[[ EXTRACT PROVIDED open ]]

The latest figures on people sleeping rough in England — rather than the overall statistic on homelessness, which includes those in temporary shelters and hostels — show that on a given night in October last year, 4,751 people were sleeping on pavements or in doorways, or, as the Ministry of Housing puts it, other ‘places not designed for habitation’. That’s a 15 per cent increase on the previous year and more than double the number in 2010. Nearly a quarter of those 4,751 people were sleeping rough in London. The total number of homeless people in the UK, in all its various definitions, is officially around 240,000.

No one pretends that these figures are wholly accurate (the charity Crisis thinks the real numbers could be almost double), but in any case it seems almost inconceivable that Theresa May will fulfil her pledge to halve rough sleeping by 2022 and eliminate it altogether by 2027. The word ‘homelessness’ didn’t even feature in the Chancellor’s budget speech, although removing the borrowing cap on local authorities for house-building might make a difference.

[[ EXTRACT PROVIDED closed ]]
[[ INFORMATION GIVEN open ]]

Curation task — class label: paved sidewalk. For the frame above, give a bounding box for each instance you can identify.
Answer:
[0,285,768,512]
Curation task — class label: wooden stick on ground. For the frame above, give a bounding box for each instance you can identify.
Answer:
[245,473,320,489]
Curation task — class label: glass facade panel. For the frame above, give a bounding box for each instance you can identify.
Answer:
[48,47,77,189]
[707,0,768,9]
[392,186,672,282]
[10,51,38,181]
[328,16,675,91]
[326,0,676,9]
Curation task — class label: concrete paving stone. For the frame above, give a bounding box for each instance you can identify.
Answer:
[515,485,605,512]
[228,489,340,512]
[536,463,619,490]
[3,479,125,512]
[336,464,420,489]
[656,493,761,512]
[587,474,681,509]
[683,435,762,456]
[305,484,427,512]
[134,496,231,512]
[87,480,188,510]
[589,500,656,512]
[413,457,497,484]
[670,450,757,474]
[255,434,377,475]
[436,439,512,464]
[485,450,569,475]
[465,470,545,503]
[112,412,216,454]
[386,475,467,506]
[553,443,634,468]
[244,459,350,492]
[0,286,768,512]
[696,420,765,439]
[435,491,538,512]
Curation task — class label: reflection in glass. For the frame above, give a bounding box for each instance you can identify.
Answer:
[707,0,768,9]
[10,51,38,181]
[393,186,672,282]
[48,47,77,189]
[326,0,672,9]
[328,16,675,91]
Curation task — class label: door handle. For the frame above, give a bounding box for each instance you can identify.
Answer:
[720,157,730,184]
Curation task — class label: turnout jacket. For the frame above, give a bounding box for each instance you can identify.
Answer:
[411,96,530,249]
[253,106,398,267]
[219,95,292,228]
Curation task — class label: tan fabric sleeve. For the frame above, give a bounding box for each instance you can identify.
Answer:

[[ INFORMATION GIVEN closed ]]

- [THE TASK]:
Copy out the whole passage above about rough sleeping in England word for word.

- [ANSWER SECTION]:
The latest figures on people sleeping rough in England — rather than the overall statistic on homelessness, which includes those in temporary shelters and hostels — show that on a given night in October last year, 4,751 people were sleeping on pavements or in doorways, or, as the Ministry of Housing puts it, other ‘places not designed for habitation’. That’s a 15 per cent increase on the previous year and more than double the number in 2010. Nearly a quarter of those 4,751 people were sleeping rough in London. The total number of homeless people in the UK, in all its various definitions, is officially around 240,000.

No one pretends that these figures are wholly accurate (the charity Crisis thinks the real numbers could be almost double), but in any case it seems almost inconceivable that Theresa May will fulfil her pledge to halve rough sleeping by 2022 and eliminate it altogether by 2027. The word ‘homelessness’ didn’t even feature in the Chancellor’s budget speech, although removing the borrowing cap on local authorities for house-building might make a difference.